● TASK DETAILS
Locate each line in the entries below that contains the word "pillar", treating case as significant, and copy those lines.

● LISTING

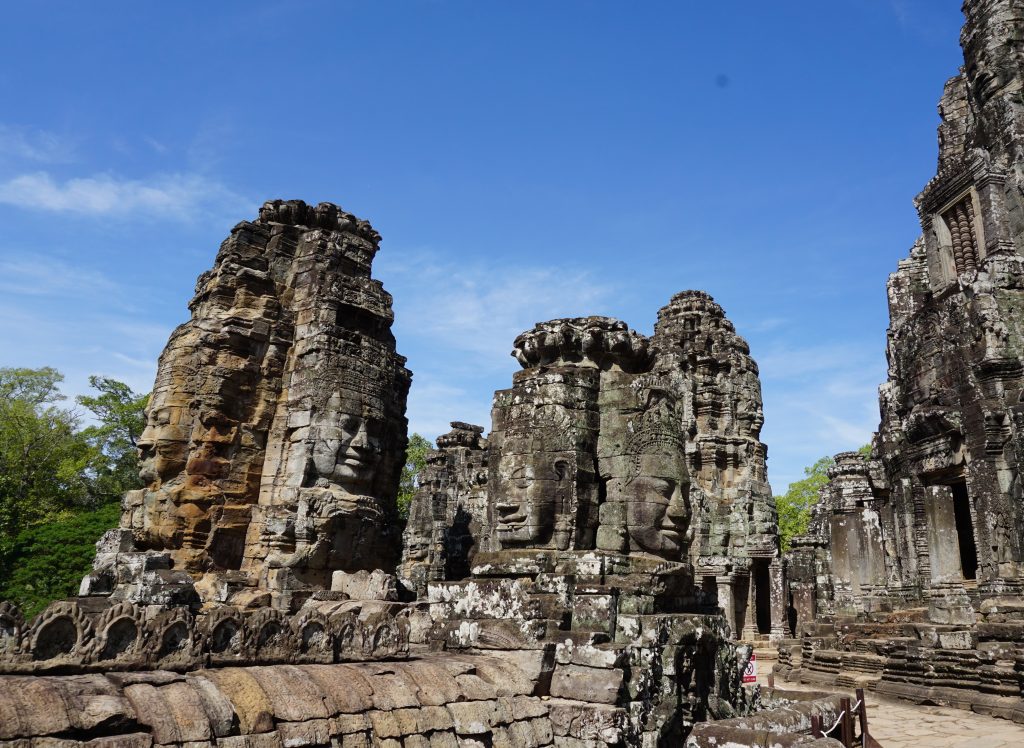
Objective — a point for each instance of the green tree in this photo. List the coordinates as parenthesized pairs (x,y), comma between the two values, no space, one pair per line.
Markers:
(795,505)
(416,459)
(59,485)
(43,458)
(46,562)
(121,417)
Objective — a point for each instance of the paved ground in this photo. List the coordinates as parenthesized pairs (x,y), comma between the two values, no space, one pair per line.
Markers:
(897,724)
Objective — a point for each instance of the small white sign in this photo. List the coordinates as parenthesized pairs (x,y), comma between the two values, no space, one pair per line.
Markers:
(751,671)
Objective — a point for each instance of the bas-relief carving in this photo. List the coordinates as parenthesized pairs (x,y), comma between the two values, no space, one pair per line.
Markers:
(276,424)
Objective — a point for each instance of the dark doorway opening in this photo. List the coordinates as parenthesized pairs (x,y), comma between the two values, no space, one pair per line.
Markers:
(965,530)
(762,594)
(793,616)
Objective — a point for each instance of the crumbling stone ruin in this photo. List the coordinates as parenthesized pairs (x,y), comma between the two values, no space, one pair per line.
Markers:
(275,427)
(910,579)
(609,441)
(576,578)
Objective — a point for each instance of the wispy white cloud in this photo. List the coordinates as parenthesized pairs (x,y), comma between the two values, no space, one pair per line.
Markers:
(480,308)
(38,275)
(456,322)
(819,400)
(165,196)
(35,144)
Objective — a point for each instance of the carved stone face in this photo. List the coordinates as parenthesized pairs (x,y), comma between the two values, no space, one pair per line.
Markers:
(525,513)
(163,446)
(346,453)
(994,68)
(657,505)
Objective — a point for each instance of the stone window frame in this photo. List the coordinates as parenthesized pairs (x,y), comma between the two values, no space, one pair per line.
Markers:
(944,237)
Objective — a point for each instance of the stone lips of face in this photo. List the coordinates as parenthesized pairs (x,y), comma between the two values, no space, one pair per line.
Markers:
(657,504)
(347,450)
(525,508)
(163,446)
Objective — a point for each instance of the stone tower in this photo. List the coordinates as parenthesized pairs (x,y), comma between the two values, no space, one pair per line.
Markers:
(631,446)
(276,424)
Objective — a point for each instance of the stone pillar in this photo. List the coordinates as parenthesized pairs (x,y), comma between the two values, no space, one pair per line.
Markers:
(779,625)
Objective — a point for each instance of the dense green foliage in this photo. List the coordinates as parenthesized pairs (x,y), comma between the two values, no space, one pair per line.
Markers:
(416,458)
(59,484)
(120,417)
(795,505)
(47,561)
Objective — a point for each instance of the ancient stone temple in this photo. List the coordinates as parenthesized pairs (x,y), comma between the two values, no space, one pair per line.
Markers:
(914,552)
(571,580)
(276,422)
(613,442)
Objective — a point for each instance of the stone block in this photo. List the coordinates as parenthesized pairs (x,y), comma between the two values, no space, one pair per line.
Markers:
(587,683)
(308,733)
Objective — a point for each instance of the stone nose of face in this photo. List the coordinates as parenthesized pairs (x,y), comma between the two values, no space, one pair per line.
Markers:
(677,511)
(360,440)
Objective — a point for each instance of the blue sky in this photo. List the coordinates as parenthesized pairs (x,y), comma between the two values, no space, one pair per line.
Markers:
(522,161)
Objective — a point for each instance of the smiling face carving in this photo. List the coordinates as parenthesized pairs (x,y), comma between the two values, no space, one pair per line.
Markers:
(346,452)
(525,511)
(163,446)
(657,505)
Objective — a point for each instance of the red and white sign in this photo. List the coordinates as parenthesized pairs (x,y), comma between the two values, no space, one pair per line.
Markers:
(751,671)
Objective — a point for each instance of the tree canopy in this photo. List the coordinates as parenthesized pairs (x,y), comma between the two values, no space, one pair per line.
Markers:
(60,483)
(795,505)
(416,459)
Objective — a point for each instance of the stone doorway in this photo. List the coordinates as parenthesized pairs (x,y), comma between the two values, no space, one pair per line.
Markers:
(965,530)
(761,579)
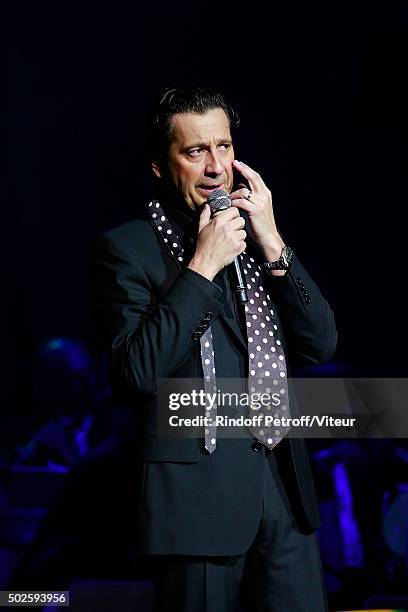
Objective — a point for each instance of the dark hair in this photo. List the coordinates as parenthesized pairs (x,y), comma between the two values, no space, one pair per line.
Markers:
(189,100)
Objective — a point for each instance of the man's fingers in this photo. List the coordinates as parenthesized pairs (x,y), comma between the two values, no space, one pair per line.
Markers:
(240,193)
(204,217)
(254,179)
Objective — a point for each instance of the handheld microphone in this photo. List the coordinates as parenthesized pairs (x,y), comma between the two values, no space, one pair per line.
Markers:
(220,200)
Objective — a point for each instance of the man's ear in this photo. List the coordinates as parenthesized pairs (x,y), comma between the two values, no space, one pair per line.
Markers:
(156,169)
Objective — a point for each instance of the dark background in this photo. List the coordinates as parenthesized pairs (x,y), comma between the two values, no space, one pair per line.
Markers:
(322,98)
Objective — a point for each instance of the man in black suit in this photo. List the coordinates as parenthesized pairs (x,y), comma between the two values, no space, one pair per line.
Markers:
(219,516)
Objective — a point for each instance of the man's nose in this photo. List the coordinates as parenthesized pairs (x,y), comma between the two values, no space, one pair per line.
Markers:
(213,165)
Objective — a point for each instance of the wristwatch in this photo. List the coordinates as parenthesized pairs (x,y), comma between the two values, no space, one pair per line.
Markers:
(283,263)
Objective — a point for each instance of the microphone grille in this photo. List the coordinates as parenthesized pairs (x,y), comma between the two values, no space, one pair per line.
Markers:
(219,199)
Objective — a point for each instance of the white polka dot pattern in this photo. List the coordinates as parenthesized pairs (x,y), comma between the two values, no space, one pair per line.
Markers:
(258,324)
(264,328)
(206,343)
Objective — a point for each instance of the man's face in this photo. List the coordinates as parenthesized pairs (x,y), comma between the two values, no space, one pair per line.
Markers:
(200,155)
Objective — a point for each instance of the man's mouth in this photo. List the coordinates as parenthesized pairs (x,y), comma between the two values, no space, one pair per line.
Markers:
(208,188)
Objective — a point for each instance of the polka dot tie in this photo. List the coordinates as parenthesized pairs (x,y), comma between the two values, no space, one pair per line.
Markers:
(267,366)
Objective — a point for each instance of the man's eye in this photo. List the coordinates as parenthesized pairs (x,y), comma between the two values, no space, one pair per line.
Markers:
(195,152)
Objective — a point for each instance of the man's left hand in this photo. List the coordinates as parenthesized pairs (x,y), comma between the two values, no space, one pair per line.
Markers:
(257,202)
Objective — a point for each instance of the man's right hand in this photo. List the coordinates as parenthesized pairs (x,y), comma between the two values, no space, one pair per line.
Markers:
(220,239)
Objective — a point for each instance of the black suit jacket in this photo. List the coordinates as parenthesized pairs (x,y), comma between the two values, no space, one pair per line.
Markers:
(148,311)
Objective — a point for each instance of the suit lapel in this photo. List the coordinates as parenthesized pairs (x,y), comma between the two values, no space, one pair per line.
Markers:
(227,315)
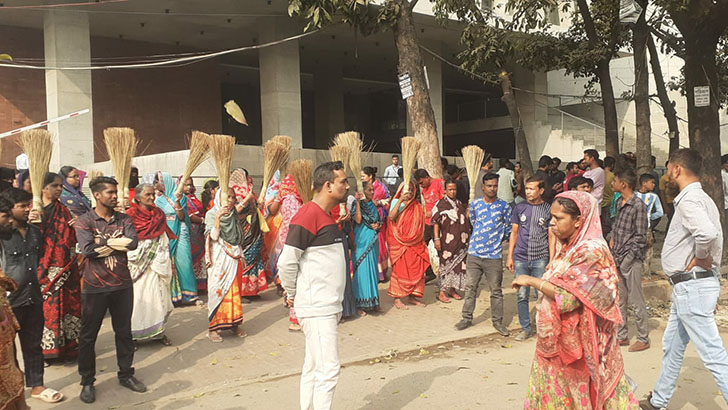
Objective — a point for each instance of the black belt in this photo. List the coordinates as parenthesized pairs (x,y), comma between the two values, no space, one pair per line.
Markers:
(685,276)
...
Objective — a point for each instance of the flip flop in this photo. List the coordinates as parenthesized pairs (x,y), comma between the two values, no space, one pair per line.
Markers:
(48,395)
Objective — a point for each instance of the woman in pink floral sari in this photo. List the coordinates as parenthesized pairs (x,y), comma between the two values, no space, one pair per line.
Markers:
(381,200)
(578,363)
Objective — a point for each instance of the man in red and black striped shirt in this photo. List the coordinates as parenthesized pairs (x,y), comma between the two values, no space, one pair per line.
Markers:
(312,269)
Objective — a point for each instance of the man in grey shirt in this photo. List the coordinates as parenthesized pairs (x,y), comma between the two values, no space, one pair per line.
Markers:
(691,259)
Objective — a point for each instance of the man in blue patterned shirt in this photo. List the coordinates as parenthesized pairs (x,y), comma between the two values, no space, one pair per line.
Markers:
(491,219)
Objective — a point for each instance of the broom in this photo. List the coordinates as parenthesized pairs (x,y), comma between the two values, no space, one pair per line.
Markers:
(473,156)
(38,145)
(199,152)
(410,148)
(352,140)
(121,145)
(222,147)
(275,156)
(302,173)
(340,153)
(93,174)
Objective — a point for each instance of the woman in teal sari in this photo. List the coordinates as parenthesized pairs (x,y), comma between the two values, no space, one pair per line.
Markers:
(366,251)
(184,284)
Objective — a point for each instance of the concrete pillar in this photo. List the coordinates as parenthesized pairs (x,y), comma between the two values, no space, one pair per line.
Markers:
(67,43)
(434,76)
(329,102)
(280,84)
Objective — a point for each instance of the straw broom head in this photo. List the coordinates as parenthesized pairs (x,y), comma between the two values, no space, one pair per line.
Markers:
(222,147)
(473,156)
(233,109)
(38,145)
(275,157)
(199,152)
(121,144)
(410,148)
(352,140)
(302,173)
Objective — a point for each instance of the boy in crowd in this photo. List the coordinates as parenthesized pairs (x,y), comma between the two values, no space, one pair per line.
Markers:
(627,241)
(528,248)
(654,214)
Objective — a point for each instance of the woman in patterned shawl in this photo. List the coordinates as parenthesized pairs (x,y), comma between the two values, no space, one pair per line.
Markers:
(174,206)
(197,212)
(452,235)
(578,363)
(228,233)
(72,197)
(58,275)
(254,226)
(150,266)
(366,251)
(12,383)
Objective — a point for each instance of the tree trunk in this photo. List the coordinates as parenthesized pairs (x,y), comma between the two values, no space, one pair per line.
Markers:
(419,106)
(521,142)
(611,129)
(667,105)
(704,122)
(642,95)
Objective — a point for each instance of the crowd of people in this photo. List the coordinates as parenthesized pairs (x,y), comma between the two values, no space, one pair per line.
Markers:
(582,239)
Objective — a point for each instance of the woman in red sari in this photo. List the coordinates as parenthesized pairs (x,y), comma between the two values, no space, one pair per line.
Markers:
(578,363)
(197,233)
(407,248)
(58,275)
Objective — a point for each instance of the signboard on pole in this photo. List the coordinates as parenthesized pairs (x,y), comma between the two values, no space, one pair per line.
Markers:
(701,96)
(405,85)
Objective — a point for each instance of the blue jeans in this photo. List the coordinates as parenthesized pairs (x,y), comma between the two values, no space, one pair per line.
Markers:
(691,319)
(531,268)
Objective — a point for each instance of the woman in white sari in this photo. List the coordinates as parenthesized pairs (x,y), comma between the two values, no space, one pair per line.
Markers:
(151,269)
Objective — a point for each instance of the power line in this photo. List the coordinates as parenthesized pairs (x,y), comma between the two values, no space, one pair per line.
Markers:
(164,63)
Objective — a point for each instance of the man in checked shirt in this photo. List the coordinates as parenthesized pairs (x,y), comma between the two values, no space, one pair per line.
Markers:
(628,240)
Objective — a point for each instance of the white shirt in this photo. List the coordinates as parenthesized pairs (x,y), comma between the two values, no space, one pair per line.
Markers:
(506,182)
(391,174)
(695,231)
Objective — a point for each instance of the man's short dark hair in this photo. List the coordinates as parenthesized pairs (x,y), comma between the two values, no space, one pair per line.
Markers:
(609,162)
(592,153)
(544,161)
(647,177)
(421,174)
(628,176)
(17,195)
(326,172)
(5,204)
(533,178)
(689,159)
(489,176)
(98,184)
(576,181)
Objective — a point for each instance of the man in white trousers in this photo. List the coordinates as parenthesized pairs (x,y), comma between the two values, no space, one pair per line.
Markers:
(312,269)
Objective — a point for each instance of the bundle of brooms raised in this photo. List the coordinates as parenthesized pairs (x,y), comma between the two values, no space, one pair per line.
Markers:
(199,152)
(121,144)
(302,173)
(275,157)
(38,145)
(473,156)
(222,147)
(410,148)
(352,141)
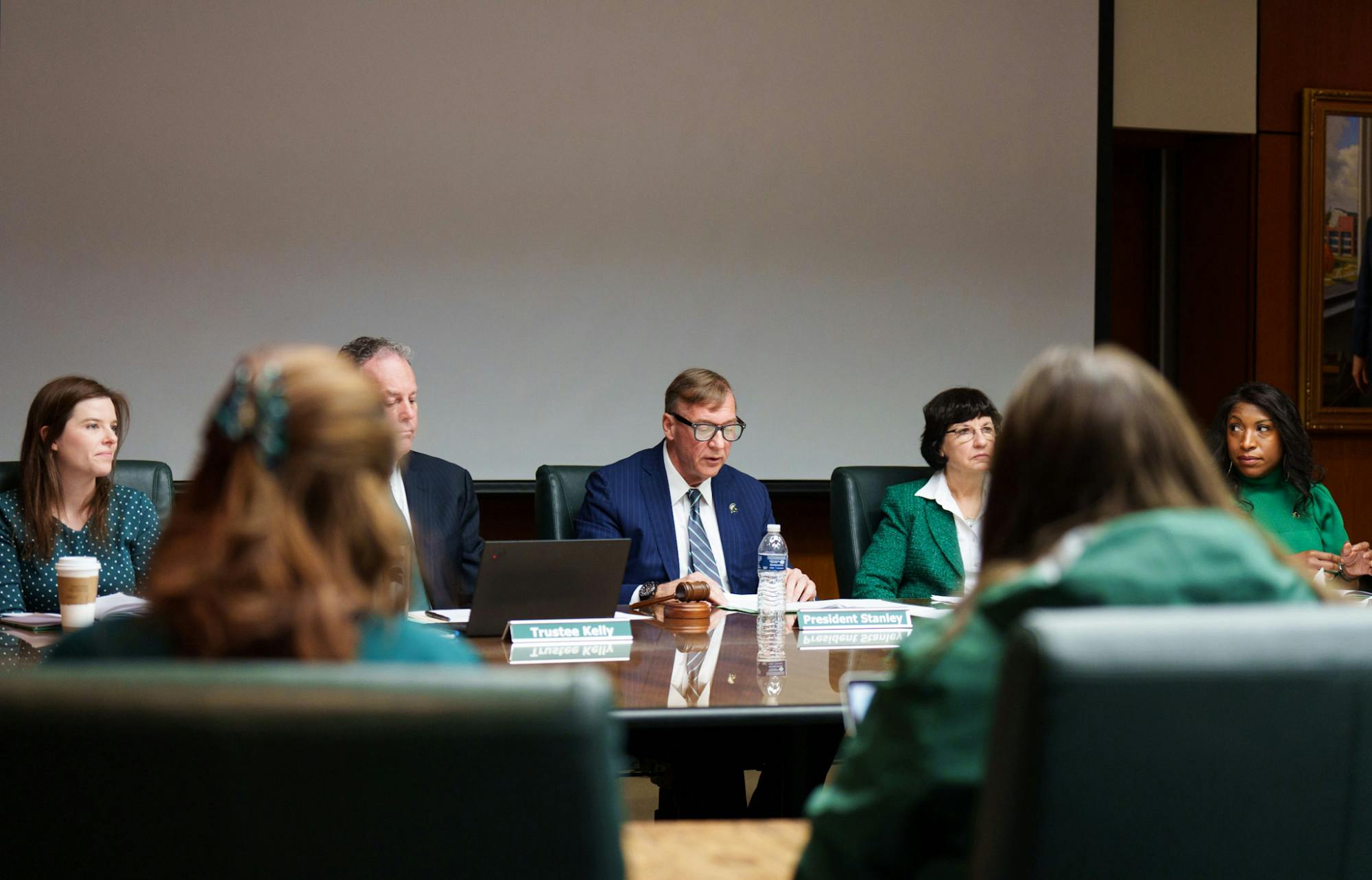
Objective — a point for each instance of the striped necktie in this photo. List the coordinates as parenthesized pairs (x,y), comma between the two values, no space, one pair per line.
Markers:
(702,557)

● SOLUTION FOR THIS TASK
Objective — a point for each instance of the stone pillar in this photo. List the coordinates as parenthesized pairs (x,y), comma between the two values, no space, one pair per line.
Objective — a point for each instance of the concrete pillar in this photo. List the coordinates as parenthesized pairs (x,y), comma between the two values, no space, one pair per line.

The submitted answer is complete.